▸ ACTIVITY
Give the number of lines in the records below that hold "unimed"; nothing else is needed.

▸ LISTED RECORDS

+---+

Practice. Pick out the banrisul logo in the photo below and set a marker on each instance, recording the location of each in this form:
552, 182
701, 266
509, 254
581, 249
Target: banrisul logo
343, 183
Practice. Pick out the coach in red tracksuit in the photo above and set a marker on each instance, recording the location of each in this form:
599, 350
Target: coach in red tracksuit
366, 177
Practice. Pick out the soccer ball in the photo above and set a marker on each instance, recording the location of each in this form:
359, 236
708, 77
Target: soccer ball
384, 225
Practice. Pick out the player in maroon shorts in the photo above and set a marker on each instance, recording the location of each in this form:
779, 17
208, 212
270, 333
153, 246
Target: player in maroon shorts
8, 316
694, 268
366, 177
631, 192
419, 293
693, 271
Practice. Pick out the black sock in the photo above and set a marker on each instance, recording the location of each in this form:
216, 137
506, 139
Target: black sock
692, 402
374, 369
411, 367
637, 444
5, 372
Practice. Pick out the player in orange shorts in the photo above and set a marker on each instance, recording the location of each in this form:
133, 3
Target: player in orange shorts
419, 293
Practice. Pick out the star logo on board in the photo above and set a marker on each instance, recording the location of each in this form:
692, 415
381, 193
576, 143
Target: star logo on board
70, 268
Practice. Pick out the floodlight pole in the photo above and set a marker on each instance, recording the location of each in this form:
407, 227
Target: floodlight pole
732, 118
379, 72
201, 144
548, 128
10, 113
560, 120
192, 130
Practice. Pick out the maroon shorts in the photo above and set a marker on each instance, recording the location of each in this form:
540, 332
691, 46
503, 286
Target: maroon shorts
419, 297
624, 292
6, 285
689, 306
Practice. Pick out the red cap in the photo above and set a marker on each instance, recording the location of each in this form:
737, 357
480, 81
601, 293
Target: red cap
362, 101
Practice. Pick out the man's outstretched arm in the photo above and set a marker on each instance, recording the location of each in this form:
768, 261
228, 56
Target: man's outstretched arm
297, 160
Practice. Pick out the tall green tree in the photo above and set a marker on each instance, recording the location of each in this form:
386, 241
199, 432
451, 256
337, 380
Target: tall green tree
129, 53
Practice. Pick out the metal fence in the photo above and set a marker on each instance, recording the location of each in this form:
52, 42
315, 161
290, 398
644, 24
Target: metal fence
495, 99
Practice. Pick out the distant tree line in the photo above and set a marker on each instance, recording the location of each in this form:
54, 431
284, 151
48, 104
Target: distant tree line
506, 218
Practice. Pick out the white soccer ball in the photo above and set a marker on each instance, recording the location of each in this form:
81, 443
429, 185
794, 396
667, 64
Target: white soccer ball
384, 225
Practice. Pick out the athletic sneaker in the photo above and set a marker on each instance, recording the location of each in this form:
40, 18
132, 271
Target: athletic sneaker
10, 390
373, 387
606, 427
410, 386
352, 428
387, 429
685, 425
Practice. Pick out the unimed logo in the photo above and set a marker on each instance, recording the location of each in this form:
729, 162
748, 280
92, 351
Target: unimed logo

+---+

▸ OUTPUT FOR THIS TASK
2